**Page extract**
*** Begin section ***

Preliminary traffic figures released today by the Association of Asia Pacific Airlines (AAPA) showed that nternational air cargo volumes in January were soft, in part due to the closure of factories in Asia for the Lunar New Year holiday season.
While passenger travel was busy ahead of the holidays, up 2.7 per cent year-on-year (YoY), cargo was in its traditional decline as factory production shuts over the Lunar New Year period.
Overall, international air cargo demand as measured in freight tonne kilometres (FTK) fell by 4.0 per cent YoY in January, whereas offered freight capacity grew by 2.7 per cent. As a result, the average international freight load factor declined by 3.7 percentage points to 53.0 per cent for the month.
Commenting on the results, Andrew Herdman, AAPA director general says: “The year started on a positive note, with further growth in demand for air travel recorded in January.”
“However, the renewed optimism was short-lived, as we are now in uncharted territory with the COVID-19 outbreak having had a very significant economic and social impact, leading to sharp falls in China-related traffic and wider effects on Asia Pacific travel and tourism markets, as well as severely disrupting global manufacturing supply chains.”
Herdman adds: “Airlines have responded to the sharp falls in demand by reducing the number of flights operated across route networks whilst striving to maintain international connectivity. The proliferation of uncoordinated travel advisories and border restrictions imposed by governments, whilst well-intentioned, are inconsistent with WHO recommendations and International Health Regulations, and only serve to amplify public concern.

*** End section ***

**Record extracts**
*** Begin section ***

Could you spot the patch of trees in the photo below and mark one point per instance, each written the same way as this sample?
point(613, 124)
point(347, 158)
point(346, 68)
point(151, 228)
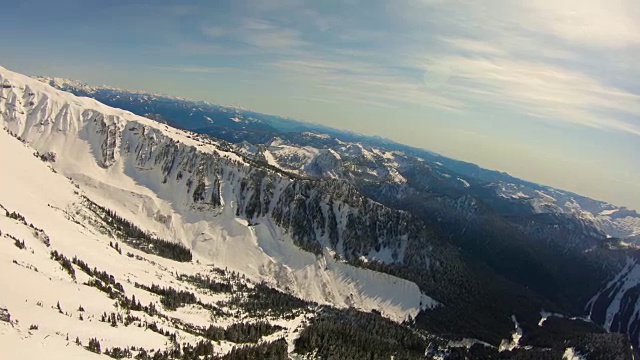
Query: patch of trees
point(64, 262)
point(135, 237)
point(19, 217)
point(351, 334)
point(116, 247)
point(171, 298)
point(585, 337)
point(276, 350)
point(17, 242)
point(205, 282)
point(102, 280)
point(118, 353)
point(94, 346)
point(241, 332)
point(264, 300)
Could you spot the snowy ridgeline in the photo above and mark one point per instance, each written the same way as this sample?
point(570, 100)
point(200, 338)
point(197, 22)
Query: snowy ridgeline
point(198, 197)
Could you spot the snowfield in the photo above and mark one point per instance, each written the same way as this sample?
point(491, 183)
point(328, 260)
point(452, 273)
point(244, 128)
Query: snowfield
point(49, 195)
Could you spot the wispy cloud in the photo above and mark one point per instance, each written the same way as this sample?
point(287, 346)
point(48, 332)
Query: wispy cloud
point(197, 69)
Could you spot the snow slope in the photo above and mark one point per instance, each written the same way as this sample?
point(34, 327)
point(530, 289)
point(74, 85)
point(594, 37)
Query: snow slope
point(113, 156)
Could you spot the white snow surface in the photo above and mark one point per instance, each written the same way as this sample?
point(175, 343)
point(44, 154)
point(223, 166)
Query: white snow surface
point(572, 354)
point(69, 126)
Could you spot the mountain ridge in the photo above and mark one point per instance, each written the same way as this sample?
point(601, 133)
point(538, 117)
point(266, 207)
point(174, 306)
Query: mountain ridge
point(198, 190)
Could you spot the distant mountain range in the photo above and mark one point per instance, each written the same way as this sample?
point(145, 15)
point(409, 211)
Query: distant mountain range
point(348, 246)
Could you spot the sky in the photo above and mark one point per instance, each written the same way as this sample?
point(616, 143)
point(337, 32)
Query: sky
point(546, 90)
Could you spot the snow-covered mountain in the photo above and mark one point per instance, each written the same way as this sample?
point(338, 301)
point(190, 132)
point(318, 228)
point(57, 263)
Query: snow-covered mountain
point(294, 146)
point(338, 223)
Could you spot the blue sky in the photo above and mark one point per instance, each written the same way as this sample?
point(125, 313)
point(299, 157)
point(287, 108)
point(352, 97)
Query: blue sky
point(547, 90)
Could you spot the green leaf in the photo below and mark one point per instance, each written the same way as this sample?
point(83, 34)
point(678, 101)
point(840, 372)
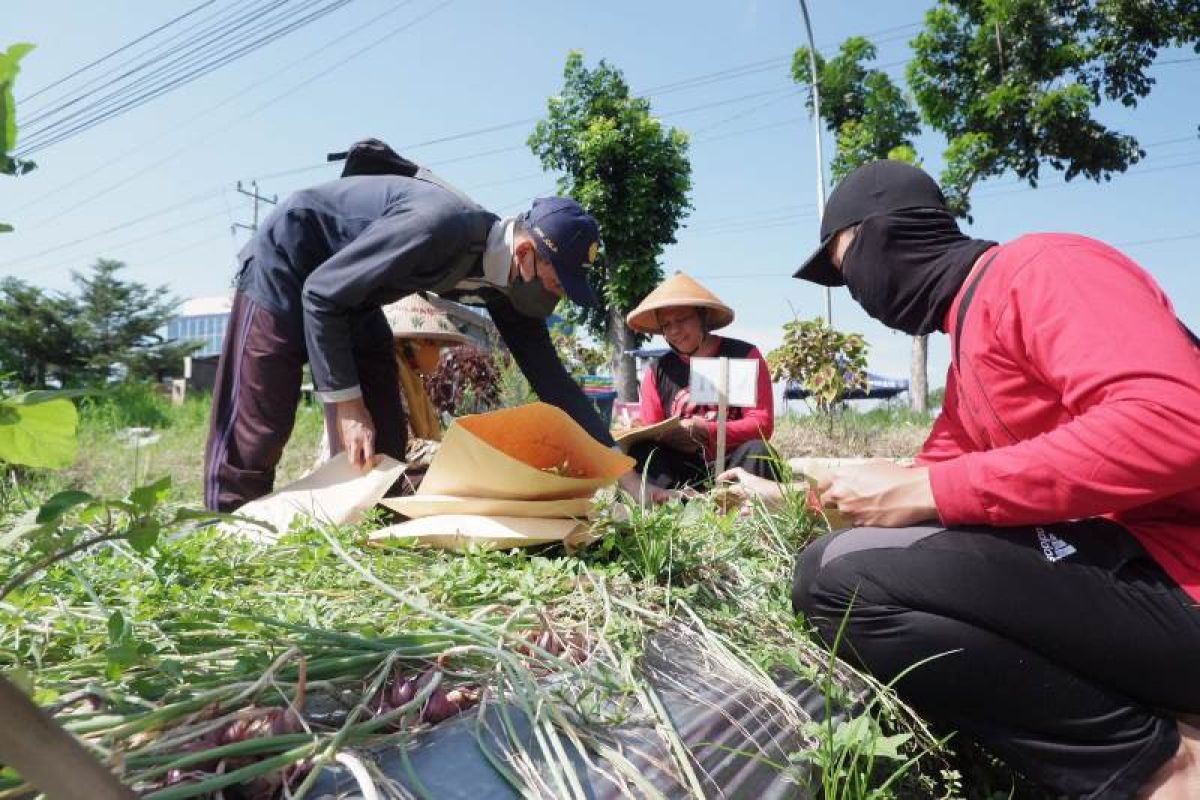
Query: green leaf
point(9, 70)
point(191, 515)
point(143, 534)
point(58, 505)
point(37, 433)
point(147, 498)
point(115, 626)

*** End section ***

**Problem 1**
In the airline traffic report, what was the average international freight load factor for January?
**Problem 2**
Reproduce the stretch of the airline traffic report from "Preliminary traffic figures" through "for the month.", word for word.
The entries have nothing to do with the airline traffic report.

**Exercise response 1**
It was 53.0 percent, down 3.7 percentage points.

**Exercise response 2**
Preliminary traffic figures released today by the Association of Asia Pacific Airlines (AAPA) showed that nternational air cargo volumes in January were soft, in part due to the closure of factories in Asia for the Lunar New Year holiday season.
While passenger travel was busy ahead of the holidays, up 2.7 per cent year-on-year (YoY), cargo was in its traditional decline as factory production shuts over the Lunar New Year period.
Overall, international air cargo demand as measured in freight tonne kilometres (FTK) fell by 4.0 per cent YoY in January, whereas offered freight capacity grew by 2.7 per cent. As a result, the average international freight load factor declined by 3.7 percentage points to 53.0 per cent for the month.